Acórdão do Tribunal da Relação de Coimbra
Processo:
1627/04.7TBFIG-A.C1
Nº Convencional: JTRC
Relator: SÍLVIA PIRES
Descritores: JUSTO IMPEDIMENTO
PRAZO PEREMPTÓRIO
ACTO PROCESSUAL
EXTEMPORANEIDADE
Data do Acordão: 03/06/2012
Votação: UNANIMIDADE
Tribunal Recurso: TRIBUNAL JUDICIAL DA FIGUEIRA DA FOZ – 2º JUÍZO
Texto Integral: S
Meio Processual: AGRAVO
Decisão: CONFIRMADA
Legislação Nacional: ARTºS 145º, NºS 3 E 5 E 146º DO CPC
Sumário: I – O justo impedimento configura uma excepção à regra de que o decurso do prazo peremptório opera a extinção do direito de praticar o acto, regra consagrada no n.º 3 do art.º 145 do C. P. Civil.

II - Da leitura sistemática deste preceito resulta que, tendo decorrido o prazo de que a parte dispunha para praticar o acto, o direito de o praticar não se extingue caso tenha ocorrido no seu decurso uma situação de justo impedimento ou, uma vez já decorrido aquele prazo, o vier a praticar num dos 3 dias seguintes ao seu termo, ficando, neste último caso, a sua validade dependente do cumprimento das sanções pecuniárias que a lei estabelece.

III - A faculdade de praticar o acto depois de expirado o prazo peremptório, nos termos previstos no art.º 145º, n.º 5 do C. P. Civil, foi consagrada em termos inovadores, inicialmente pelo DL 323/70, de 11.7, mantendo-se desde aí apenas com alterações quanto ao montante das multas.

IV - O justo impedimento e o prazo suplementar de 3 dias são dois recursos processuais autónomos e independentes, com fundamentos distintos, que permitem à parte praticar o acto para além do prazo peremptório legalmente estabelecido, não podendo ser utilizados cumulativamente, uma vez que, conforme resulta da própria redacção do artigo 145º, n.º 5 do C. P. Civil, o prazo suplementar de 3 dias já é um período excepcional que decorre para além do prazo para praticar o acto, e é apenas durante este prazo que uma situação de justo impedimento deve ainda permitir o seu cumprimento imediatamente a ela cessar.

Decisão Texto Integral: Acordam na 3ª secção cível do Tribunal da Relação de Coimbra

Na sequência da notificação da sentença veio, através de requerimento de 9 de Maio de 2011, a Autora:
a) interpor recurso da decisão proferida, e
b) invocar justo impedimento para a interposição do recurso naquela data, alegando, em síntese:
 - o prazo para a interposição do recurso terminou no dia 3 de Maio de 2011, podendo ser praticado com multa até 6.5.2011.

## Registos de dados
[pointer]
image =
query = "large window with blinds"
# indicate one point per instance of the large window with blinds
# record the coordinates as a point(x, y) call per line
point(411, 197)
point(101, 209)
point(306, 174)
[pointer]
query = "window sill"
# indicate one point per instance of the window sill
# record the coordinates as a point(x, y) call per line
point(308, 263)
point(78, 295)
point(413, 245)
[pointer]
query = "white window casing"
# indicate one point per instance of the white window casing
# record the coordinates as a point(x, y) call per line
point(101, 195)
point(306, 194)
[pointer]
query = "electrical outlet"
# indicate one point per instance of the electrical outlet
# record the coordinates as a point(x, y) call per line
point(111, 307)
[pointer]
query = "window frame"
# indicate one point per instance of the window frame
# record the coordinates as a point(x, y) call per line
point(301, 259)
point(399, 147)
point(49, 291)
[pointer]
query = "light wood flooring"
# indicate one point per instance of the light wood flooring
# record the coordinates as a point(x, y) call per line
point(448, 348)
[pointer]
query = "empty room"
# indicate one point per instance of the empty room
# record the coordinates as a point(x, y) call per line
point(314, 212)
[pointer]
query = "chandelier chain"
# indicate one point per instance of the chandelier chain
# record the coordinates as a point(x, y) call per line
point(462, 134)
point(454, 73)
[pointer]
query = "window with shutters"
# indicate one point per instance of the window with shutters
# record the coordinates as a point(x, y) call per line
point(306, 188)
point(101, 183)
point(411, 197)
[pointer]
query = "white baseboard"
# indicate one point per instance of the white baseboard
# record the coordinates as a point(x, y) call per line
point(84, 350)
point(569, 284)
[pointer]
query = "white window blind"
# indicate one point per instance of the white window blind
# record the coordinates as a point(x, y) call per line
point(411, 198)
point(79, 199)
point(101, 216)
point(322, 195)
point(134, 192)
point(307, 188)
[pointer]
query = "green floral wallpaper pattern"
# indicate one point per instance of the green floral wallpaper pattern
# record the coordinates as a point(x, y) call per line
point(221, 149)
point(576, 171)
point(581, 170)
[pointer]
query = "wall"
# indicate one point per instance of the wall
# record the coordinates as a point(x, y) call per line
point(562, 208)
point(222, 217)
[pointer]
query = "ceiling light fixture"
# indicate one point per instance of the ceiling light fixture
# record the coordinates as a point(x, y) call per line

## Tarefas
a. Segundo o acórdão, em que dia terminou o prazo para a interposição do recurso?
b. Reúna todas as linhas dos registos que contêm a palavra "flooring", tendo em conta a distinção entre maiúsculas e minúsculas.

## Respostas por tarefa
a. O prazo terminou no dia 3 de Maio de 2011.

b.
query = "light wood flooring"
# indicate one point per instance of the light wood flooring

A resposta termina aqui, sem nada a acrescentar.